START Text for analysis

Behind the Beans

You now the shop, now know the story.


Maggie Shannon

Behind the Beans Photo credit: Maggie Shannon

If there’s one thing that everyone loves, it’s a good cup of coffee. Taking space where the beloved Jittery Joe’s coffee shop used to be is a shop booming with business from both Mercer University students and Macon community members.

The coffee shop in question? ZBeans.

Owned by 2018 Mercer graduate Shane Buerster, ZBeans is the byproduct of a trip sponsored by the University entitled “Mercer on Mission.” During the summer of 2016, Buerster travelled to Zaruma, Ecuador with a group of other students to help the citizens of the small village improve their economy. While in Ecuador, Buerster met local farmer Arturo Romero who later became his good friend, and eventual business partner. Romero went with Buerster to talk to the mayor of Zaruma, Yancy Lopez, to discuss business aspects of importing coffee beans.

“Ecuador is a socialist country, so it’s very important to be on the same page with government officials. So Arturo went with me to Yancy Lopez and I told him what I was planning on doing,” Buerster said.

Maggie Shannon
Shane Buerster outside the Mercer Village ZBeans location.

END Text for analysis

Required work:
Reproduce the passage of the ZBeans article between "The coffee shop" and "Village ZBeans location.", inclusive, without altering any of its wording.

START Listed entries

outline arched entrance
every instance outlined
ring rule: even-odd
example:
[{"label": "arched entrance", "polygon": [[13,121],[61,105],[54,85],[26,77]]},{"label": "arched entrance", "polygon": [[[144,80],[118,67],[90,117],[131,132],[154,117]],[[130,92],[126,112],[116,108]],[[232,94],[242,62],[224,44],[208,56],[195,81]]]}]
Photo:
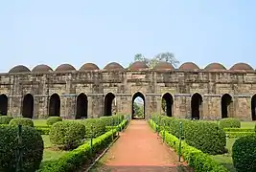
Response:
[{"label": "arched entrance", "polygon": [[113,111],[113,100],[115,99],[115,96],[112,93],[108,93],[105,97],[105,116],[112,116]]},{"label": "arched entrance", "polygon": [[251,97],[251,118],[256,120],[256,95]]},{"label": "arched entrance", "polygon": [[0,114],[6,116],[8,111],[8,97],[6,95],[0,95]]},{"label": "arched entrance", "polygon": [[165,112],[166,116],[173,116],[173,96],[170,93],[164,94],[164,96],[162,97],[162,110]]},{"label": "arched entrance", "polygon": [[76,118],[87,118],[88,100],[86,95],[80,94],[77,97]]},{"label": "arched entrance", "polygon": [[34,115],[34,97],[31,94],[25,95],[22,102],[22,117],[33,118]]},{"label": "arched entrance", "polygon": [[54,94],[50,97],[49,117],[60,116],[60,97],[58,94]]},{"label": "arched entrance", "polygon": [[191,97],[191,118],[199,119],[201,113],[202,97],[196,93]]},{"label": "arched entrance", "polygon": [[145,97],[137,92],[132,97],[132,119],[145,119]]},{"label": "arched entrance", "polygon": [[231,117],[231,103],[232,97],[228,94],[224,94],[221,97],[221,118],[230,118]]}]

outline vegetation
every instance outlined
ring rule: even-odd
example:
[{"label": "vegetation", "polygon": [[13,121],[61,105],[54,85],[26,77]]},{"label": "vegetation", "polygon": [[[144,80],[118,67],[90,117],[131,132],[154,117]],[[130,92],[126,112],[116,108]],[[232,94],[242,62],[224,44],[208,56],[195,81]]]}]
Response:
[{"label": "vegetation", "polygon": [[34,127],[33,120],[27,118],[14,118],[10,121],[9,124],[12,126],[22,125],[22,126]]},{"label": "vegetation", "polygon": [[12,118],[12,116],[0,116],[0,124],[9,124]]},{"label": "vegetation", "polygon": [[35,171],[43,156],[43,140],[40,134],[32,127],[22,127],[21,140],[17,140],[17,127],[0,126],[0,171],[15,171],[17,150],[21,149],[20,171]]},{"label": "vegetation", "polygon": [[53,125],[58,121],[62,121],[62,118],[60,117],[49,117],[46,120],[46,124],[47,125]]},{"label": "vegetation", "polygon": [[256,137],[238,139],[232,148],[233,163],[238,172],[256,171]]},{"label": "vegetation", "polygon": [[50,141],[63,150],[70,150],[81,144],[85,136],[85,128],[77,121],[59,121],[50,130]]},{"label": "vegetation", "polygon": [[221,118],[219,124],[221,128],[241,128],[241,121],[233,118]]}]

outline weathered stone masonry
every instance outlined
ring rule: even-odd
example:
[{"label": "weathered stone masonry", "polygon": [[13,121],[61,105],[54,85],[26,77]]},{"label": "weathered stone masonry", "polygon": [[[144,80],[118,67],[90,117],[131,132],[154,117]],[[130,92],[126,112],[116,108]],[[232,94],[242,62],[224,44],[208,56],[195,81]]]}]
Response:
[{"label": "weathered stone masonry", "polygon": [[0,113],[33,118],[131,114],[135,95],[145,99],[146,118],[165,113],[186,118],[255,120],[255,94],[256,73],[244,63],[229,70],[219,63],[201,70],[192,62],[179,69],[161,62],[152,70],[143,62],[128,69],[113,62],[103,70],[86,63],[79,71],[68,64],[55,71],[46,65],[32,71],[19,65],[0,74]]}]

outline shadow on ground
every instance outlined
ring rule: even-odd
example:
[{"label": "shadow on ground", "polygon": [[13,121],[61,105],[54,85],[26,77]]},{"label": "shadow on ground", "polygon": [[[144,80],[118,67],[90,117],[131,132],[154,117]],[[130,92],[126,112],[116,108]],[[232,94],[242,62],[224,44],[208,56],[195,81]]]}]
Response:
[{"label": "shadow on ground", "polygon": [[89,172],[194,172],[191,167],[183,164],[173,166],[128,166],[115,165],[108,166],[104,163],[97,163]]}]

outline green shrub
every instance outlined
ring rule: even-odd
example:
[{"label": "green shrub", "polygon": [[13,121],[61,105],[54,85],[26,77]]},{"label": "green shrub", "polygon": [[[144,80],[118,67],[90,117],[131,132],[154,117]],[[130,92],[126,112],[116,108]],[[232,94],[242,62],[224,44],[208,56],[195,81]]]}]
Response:
[{"label": "green shrub", "polygon": [[12,172],[16,167],[16,151],[22,151],[22,168],[20,171],[34,172],[39,168],[43,156],[43,140],[32,127],[22,127],[22,143],[18,144],[17,127],[0,126],[0,171]]},{"label": "green shrub", "polygon": [[49,133],[50,141],[61,149],[78,147],[84,139],[85,128],[77,121],[59,121],[55,123]]},{"label": "green shrub", "polygon": [[[97,138],[105,133],[105,124],[102,118],[86,118],[81,120],[85,126],[85,138]],[[91,128],[92,127],[92,128]]]},{"label": "green shrub", "polygon": [[232,147],[232,159],[238,172],[256,171],[256,137],[238,139]]},{"label": "green shrub", "polygon": [[242,138],[246,136],[255,136],[255,132],[225,132],[227,138]]},{"label": "green shrub", "polygon": [[117,130],[106,132],[93,140],[92,154],[90,143],[85,142],[77,149],[68,152],[58,161],[43,165],[38,172],[67,172],[76,171],[84,163],[90,162],[99,153],[105,149],[112,142],[112,135],[116,136]]},{"label": "green shrub", "polygon": [[22,125],[22,126],[34,127],[33,120],[28,118],[14,118],[10,121],[9,124],[12,126]]},{"label": "green shrub", "polygon": [[221,128],[241,128],[241,121],[238,118],[221,118],[219,123]]},{"label": "green shrub", "polygon": [[[154,129],[155,123],[152,120],[150,120],[150,124]],[[169,146],[173,147],[176,152],[178,151],[179,140],[175,136],[164,131],[160,132],[160,136],[162,138],[164,137],[165,141]],[[215,161],[209,155],[188,145],[185,141],[182,141],[181,143],[181,155],[195,171],[228,172],[224,166]]]},{"label": "green shrub", "polygon": [[0,124],[9,124],[12,118],[12,116],[0,116]]},{"label": "green shrub", "polygon": [[53,125],[58,121],[62,121],[62,118],[60,117],[49,117],[46,120],[46,124],[47,125]]}]

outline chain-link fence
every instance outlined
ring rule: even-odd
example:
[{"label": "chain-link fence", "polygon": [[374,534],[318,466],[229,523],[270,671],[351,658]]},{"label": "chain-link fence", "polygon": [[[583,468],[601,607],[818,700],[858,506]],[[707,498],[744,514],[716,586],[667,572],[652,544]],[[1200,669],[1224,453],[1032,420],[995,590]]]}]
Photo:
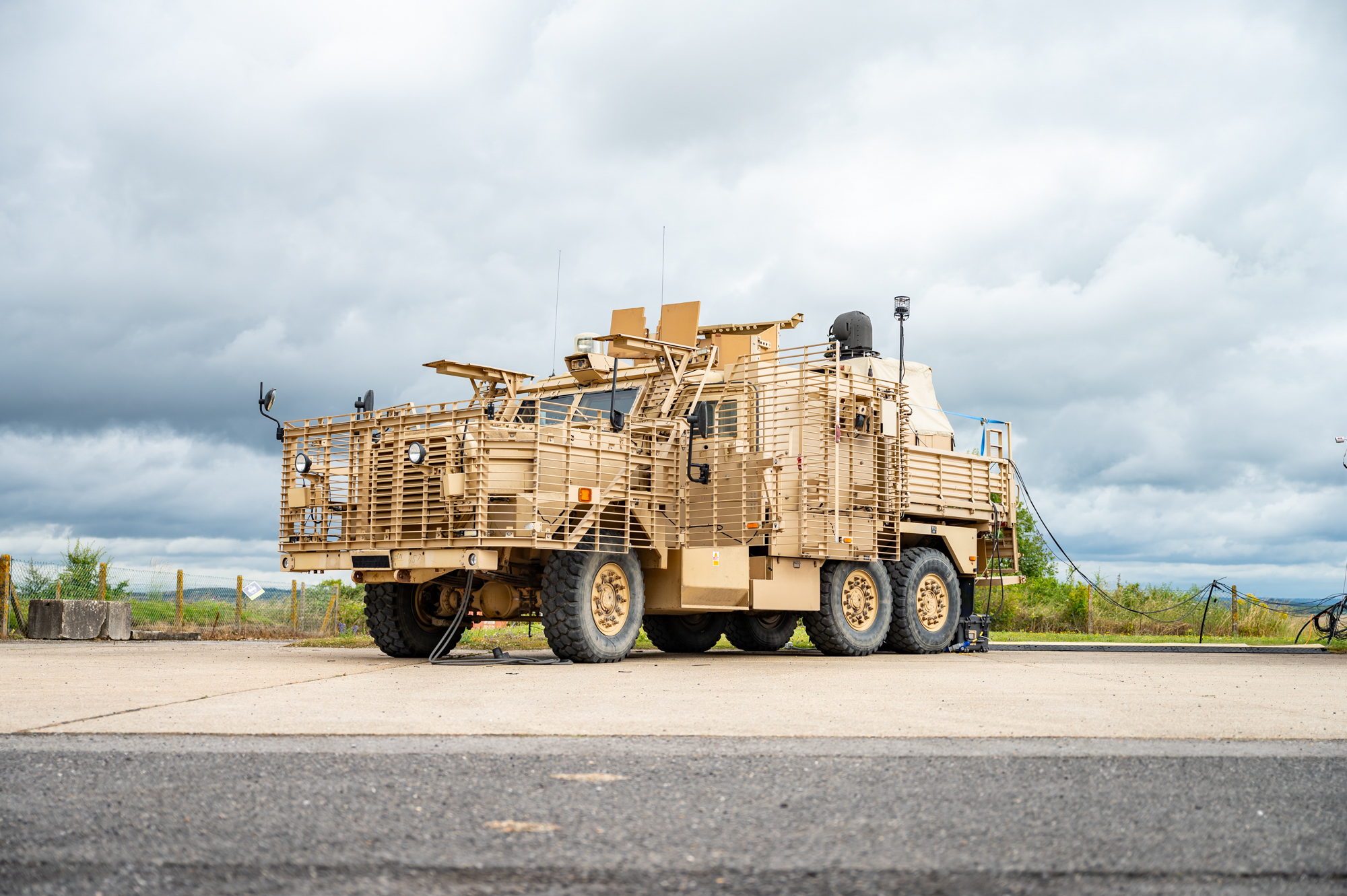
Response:
[{"label": "chain-link fence", "polygon": [[[4,561],[0,558],[0,585]],[[198,576],[182,569],[128,569],[98,564],[71,566],[8,564],[7,628],[24,634],[31,600],[123,600],[139,631],[201,632],[202,638],[292,638],[335,635],[349,628],[342,612],[350,595],[337,581],[255,580]],[[345,587],[353,591],[352,585]]]}]

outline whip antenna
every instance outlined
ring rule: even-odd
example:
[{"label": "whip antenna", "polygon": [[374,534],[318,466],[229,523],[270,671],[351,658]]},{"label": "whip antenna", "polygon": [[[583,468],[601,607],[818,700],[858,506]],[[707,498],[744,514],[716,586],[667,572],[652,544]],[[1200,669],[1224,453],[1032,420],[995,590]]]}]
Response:
[{"label": "whip antenna", "polygon": [[552,375],[556,375],[556,327],[562,322],[562,250],[556,250],[556,307],[552,312]]}]

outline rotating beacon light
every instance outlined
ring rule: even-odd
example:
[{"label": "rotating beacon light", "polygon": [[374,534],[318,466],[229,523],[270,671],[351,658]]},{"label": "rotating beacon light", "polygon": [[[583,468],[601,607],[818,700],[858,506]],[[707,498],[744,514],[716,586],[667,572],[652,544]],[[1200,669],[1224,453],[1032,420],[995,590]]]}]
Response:
[{"label": "rotating beacon light", "polygon": [[902,383],[902,374],[905,373],[907,363],[904,358],[904,324],[908,322],[908,315],[912,313],[912,299],[909,296],[894,296],[893,297],[893,316],[898,319],[898,383]]}]

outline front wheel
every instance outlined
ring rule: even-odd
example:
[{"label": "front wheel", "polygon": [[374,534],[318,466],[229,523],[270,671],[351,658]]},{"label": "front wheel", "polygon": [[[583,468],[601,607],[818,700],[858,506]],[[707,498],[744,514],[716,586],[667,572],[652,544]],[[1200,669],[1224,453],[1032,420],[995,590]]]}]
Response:
[{"label": "front wheel", "polygon": [[632,651],[645,613],[636,552],[558,550],[543,569],[543,634],[560,659],[614,663]]},{"label": "front wheel", "polygon": [[900,654],[938,654],[950,646],[962,608],[959,574],[933,548],[909,548],[885,564],[893,587],[893,622],[884,646]]},{"label": "front wheel", "polygon": [[867,657],[889,634],[889,573],[873,560],[830,560],[819,570],[819,609],[804,631],[830,657]]}]

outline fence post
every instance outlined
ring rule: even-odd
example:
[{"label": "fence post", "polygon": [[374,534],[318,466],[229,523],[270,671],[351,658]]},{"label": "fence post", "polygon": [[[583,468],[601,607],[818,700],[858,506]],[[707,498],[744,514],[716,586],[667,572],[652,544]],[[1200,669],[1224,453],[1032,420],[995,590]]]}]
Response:
[{"label": "fence post", "polygon": [[0,638],[9,636],[9,554],[0,554]]},{"label": "fence post", "polygon": [[318,632],[319,635],[326,635],[327,634],[327,619],[329,618],[331,618],[331,620],[333,620],[333,634],[334,635],[337,634],[337,597],[338,597],[338,595],[341,595],[341,585],[333,585],[333,599],[327,604],[327,612],[323,613],[323,627],[322,627],[322,630],[319,630],[319,632]]}]

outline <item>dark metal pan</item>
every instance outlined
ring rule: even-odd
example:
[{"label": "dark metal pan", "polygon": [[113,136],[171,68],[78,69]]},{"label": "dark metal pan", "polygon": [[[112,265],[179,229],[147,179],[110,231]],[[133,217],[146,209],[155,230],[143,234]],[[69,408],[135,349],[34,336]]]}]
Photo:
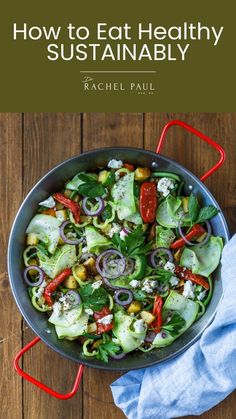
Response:
[{"label": "dark metal pan", "polygon": [[[200,180],[180,164],[159,154],[166,133],[172,125],[179,125],[184,129],[187,129],[202,140],[208,142],[210,146],[213,146],[220,153],[219,162],[204,176],[202,176]],[[214,274],[215,289],[213,298],[206,311],[206,314],[200,318],[200,320],[194,323],[193,326],[183,336],[177,339],[169,347],[153,350],[148,353],[131,353],[121,360],[110,359],[108,364],[104,364],[97,359],[88,359],[84,357],[81,352],[81,346],[76,341],[71,342],[57,339],[54,326],[48,323],[47,316],[45,316],[44,313],[37,312],[32,307],[30,299],[28,298],[26,284],[22,278],[21,271],[23,270],[23,262],[21,263],[21,261],[25,246],[25,230],[29,221],[37,210],[37,203],[39,201],[45,199],[49,194],[55,192],[56,190],[62,189],[65,181],[71,178],[75,173],[79,171],[92,170],[97,166],[106,166],[107,162],[112,158],[121,159],[134,165],[148,166],[150,168],[158,168],[161,170],[177,173],[185,181],[186,193],[193,191],[195,194],[202,197],[202,201],[205,205],[212,204],[219,208],[219,205],[217,204],[210,191],[206,188],[203,181],[221,166],[225,159],[224,150],[209,137],[181,121],[171,121],[164,127],[161,139],[157,147],[157,153],[138,148],[116,147],[97,149],[62,162],[50,170],[45,176],[43,176],[42,179],[40,179],[40,181],[32,188],[32,190],[25,198],[23,204],[21,205],[11,230],[8,246],[8,271],[12,292],[19,310],[21,311],[26,322],[38,337],[34,339],[34,341],[32,341],[29,345],[27,345],[16,356],[15,368],[18,373],[25,377],[27,380],[38,385],[41,389],[49,392],[54,397],[61,399],[70,398],[75,394],[82,375],[83,365],[104,370],[127,371],[131,369],[149,367],[185,351],[200,337],[203,330],[212,321],[222,295],[220,268],[218,268]],[[223,237],[225,242],[229,240],[229,231],[222,212],[220,212],[212,220],[212,227],[215,235]],[[33,377],[30,377],[19,367],[19,358],[29,349],[29,347],[32,347],[40,339],[42,339],[42,341],[45,342],[51,349],[55,350],[63,357],[69,358],[72,361],[81,364],[74,388],[70,393],[56,393],[39,381],[35,380]]]}]

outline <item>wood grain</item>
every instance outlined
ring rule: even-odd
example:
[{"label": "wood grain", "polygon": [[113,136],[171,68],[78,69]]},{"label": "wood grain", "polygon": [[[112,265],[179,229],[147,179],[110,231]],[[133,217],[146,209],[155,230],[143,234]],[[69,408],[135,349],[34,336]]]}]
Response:
[{"label": "wood grain", "polygon": [[[10,227],[22,201],[21,114],[0,114],[0,168],[0,417],[20,419],[22,418],[22,382],[13,372],[12,360],[22,345],[22,319],[10,290],[6,250]],[[9,402],[9,395],[11,402]]]},{"label": "wood grain", "polygon": [[[105,146],[136,146],[155,150],[164,124],[179,118],[208,133],[227,153],[224,167],[214,174],[207,186],[228,216],[232,231],[236,230],[235,128],[236,113],[30,113],[0,114],[1,182],[1,248],[6,249],[7,236],[14,214],[32,185],[58,162],[89,150]],[[82,141],[83,138],[83,141]],[[217,159],[217,154],[181,129],[173,129],[163,149],[197,175],[201,175]],[[22,159],[23,156],[23,159]],[[86,368],[83,385],[71,400],[61,402],[47,396],[28,382],[23,383],[13,372],[11,360],[22,345],[21,316],[13,303],[6,281],[5,252],[0,256],[0,302],[3,304],[0,325],[2,396],[0,418],[9,419],[121,419],[123,413],[114,406],[110,383],[119,373]],[[7,304],[5,303],[7,301]],[[33,333],[23,327],[23,344]],[[59,357],[44,344],[39,344],[24,357],[24,369],[58,391],[70,388],[77,365]],[[202,419],[233,419],[236,395],[201,415]],[[193,418],[189,416],[189,419]],[[143,418],[146,419],[146,418]]]},{"label": "wood grain", "polygon": [[[24,189],[26,194],[35,181],[62,160],[80,153],[80,114],[25,114],[24,116]],[[33,338],[27,329],[24,343]],[[40,343],[24,357],[24,369],[59,392],[73,384],[77,365]],[[54,399],[24,381],[25,419],[82,418],[81,386],[78,395],[66,402]]]},{"label": "wood grain", "polygon": [[[144,148],[155,150],[164,125],[172,120],[180,119],[199,131],[208,134],[226,151],[226,162],[223,167],[206,180],[206,185],[221,205],[226,214],[231,231],[236,231],[234,170],[236,114],[217,113],[179,113],[179,114],[145,114]],[[171,128],[164,144],[162,154],[173,158],[193,173],[201,176],[217,161],[217,152],[209,148],[205,142],[191,136],[181,128]],[[200,417],[202,419],[234,419],[236,393]],[[189,416],[194,418],[194,416]]]}]

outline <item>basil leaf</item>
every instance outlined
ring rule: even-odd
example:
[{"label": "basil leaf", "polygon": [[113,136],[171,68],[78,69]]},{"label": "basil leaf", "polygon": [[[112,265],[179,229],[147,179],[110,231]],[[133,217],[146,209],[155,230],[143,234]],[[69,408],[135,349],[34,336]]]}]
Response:
[{"label": "basil leaf", "polygon": [[112,216],[112,208],[110,205],[106,205],[106,207],[104,208],[101,217],[103,221],[109,220]]},{"label": "basil leaf", "polygon": [[87,196],[89,198],[96,198],[97,196],[102,196],[106,192],[104,186],[99,182],[87,182],[82,183],[78,187],[78,193],[80,195]]},{"label": "basil leaf", "polygon": [[200,211],[200,206],[198,203],[198,199],[196,198],[195,195],[191,194],[188,199],[188,215],[192,224],[197,219],[199,211]]},{"label": "basil leaf", "polygon": [[200,209],[196,224],[203,223],[204,221],[215,217],[218,213],[219,210],[216,207],[214,207],[214,205],[208,205],[207,207],[203,207]]},{"label": "basil leaf", "polygon": [[170,321],[162,326],[162,329],[167,330],[171,335],[176,335],[184,327],[185,320],[178,313],[174,313]]},{"label": "basil leaf", "polygon": [[124,240],[121,240],[119,234],[114,234],[112,237],[113,245],[126,256],[135,256],[147,254],[151,248],[152,243],[145,242],[145,234],[142,230],[142,226],[138,226],[134,231],[129,233]]},{"label": "basil leaf", "polygon": [[80,296],[84,305],[94,311],[100,311],[109,303],[107,291],[101,287],[94,290],[91,284],[80,288]]}]

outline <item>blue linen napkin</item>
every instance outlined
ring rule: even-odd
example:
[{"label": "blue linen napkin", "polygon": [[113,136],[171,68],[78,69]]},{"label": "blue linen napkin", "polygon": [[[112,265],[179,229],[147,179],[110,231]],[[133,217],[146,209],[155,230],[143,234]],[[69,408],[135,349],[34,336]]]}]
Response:
[{"label": "blue linen napkin", "polygon": [[222,283],[214,321],[193,346],[111,385],[115,404],[129,419],[200,415],[236,388],[236,235],[223,250]]}]

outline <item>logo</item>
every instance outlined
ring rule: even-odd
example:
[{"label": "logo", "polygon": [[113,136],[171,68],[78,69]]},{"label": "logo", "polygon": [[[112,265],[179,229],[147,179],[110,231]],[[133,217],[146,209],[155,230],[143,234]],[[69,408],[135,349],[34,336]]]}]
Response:
[{"label": "logo", "polygon": [[154,95],[156,87],[154,82],[147,80],[108,80],[99,79],[99,76],[91,77],[88,75],[82,76],[83,91],[89,92],[132,92],[138,95]]}]

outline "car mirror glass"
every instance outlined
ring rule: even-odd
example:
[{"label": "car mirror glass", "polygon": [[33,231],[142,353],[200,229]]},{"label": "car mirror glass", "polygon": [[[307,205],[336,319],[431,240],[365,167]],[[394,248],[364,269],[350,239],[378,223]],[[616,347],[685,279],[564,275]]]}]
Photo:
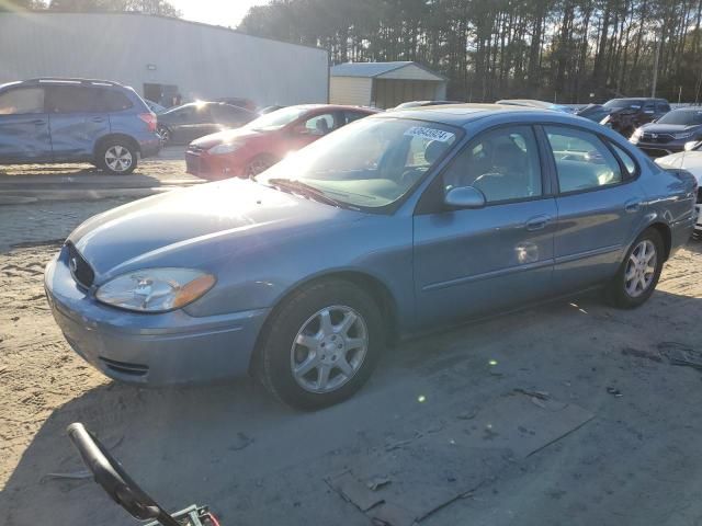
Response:
[{"label": "car mirror glass", "polygon": [[485,195],[473,186],[460,186],[446,192],[444,204],[452,208],[483,208]]}]

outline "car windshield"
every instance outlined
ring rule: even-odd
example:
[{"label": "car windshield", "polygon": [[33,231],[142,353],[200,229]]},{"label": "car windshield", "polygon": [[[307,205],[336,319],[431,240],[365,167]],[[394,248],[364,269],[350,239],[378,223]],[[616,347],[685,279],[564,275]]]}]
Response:
[{"label": "car windshield", "polygon": [[257,132],[271,132],[287,126],[293,121],[297,121],[309,108],[301,106],[291,106],[276,110],[271,113],[261,115],[259,118],[251,121],[245,127]]},{"label": "car windshield", "polygon": [[624,107],[631,107],[632,110],[639,110],[643,106],[643,102],[637,99],[612,99],[603,104],[604,107],[621,110]]},{"label": "car windshield", "polygon": [[683,126],[702,124],[702,110],[673,110],[660,117],[658,124],[681,124]]},{"label": "car windshield", "polygon": [[365,118],[288,156],[257,181],[295,181],[346,205],[381,208],[406,195],[460,134],[438,123]]}]

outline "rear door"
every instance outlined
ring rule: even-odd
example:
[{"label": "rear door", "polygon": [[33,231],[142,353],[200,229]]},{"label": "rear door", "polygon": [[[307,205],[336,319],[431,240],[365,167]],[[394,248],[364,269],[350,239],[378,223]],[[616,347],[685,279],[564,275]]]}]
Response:
[{"label": "rear door", "polygon": [[95,141],[110,133],[110,117],[99,101],[98,87],[58,84],[46,88],[55,161],[93,158]]},{"label": "rear door", "polygon": [[544,126],[557,175],[558,221],[554,285],[566,293],[616,273],[643,221],[645,198],[636,163],[598,135],[575,127]]},{"label": "rear door", "polygon": [[[556,203],[530,126],[478,135],[439,175],[415,215],[419,324],[487,315],[552,294]],[[474,186],[479,209],[448,209],[452,187]],[[422,201],[424,201],[422,196]]]},{"label": "rear door", "polygon": [[50,161],[52,141],[43,87],[0,93],[0,163]]}]

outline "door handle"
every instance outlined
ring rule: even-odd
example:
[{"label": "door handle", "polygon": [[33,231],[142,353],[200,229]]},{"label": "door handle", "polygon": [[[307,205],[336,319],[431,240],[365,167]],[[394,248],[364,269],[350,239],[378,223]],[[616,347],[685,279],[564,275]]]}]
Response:
[{"label": "door handle", "polygon": [[551,222],[551,216],[536,216],[526,221],[526,230],[542,230]]},{"label": "door handle", "polygon": [[638,211],[639,208],[641,208],[641,201],[627,201],[626,203],[624,203],[624,209],[630,214],[633,214],[634,211]]}]

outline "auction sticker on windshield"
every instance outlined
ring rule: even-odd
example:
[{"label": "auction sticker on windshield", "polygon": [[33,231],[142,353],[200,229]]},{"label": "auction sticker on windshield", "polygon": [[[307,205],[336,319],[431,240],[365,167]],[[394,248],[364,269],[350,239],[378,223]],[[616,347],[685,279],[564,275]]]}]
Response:
[{"label": "auction sticker on windshield", "polygon": [[409,137],[421,137],[422,139],[440,140],[441,142],[449,142],[455,137],[451,132],[444,132],[437,128],[427,128],[424,126],[412,126],[405,135]]}]

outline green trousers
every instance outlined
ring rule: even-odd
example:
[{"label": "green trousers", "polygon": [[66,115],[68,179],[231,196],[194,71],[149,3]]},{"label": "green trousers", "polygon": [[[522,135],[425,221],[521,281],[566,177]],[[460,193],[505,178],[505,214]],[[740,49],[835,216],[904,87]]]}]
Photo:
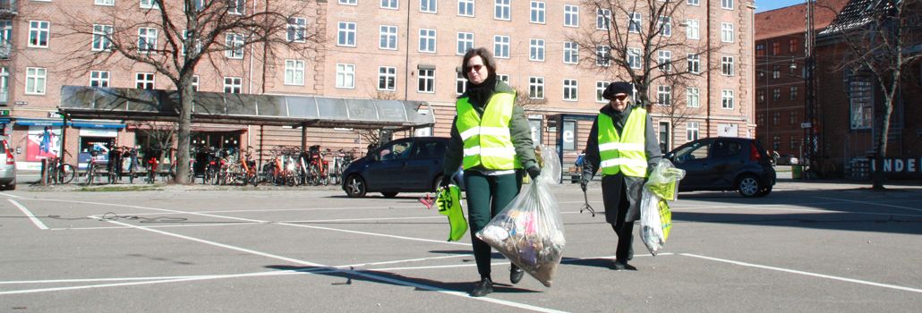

END Listed entries

The completed task:
The coffee shop in question? ZBeans.

Owned by 2018 Mercer graduate Shane Buerster, ZBeans is the byproduct of a trip sponsored by the University entitled “Mercer on Mission.” During the summer of 2016, Buerster travelled to Zaruma, Ecuador with a group of other students to help the citizens of the small village improve their economy. While in Ecuador, Buerster met local farmer Arturo Romero who later became his good friend, and eventual business partner. Romero went with Buerster to talk to the mayor of Zaruma, Yancy Lopez, to discuss business aspects of importing coffee beans.

“Ecuador is a socialist country, so it’s very important to be on the same page with government officials. So Arturo went with me to Yancy Lopez and I told him what I was planning on doing,” Buerster said.

Maggie Shannon
Shane Buerster outside the Mercer Village ZBeans location.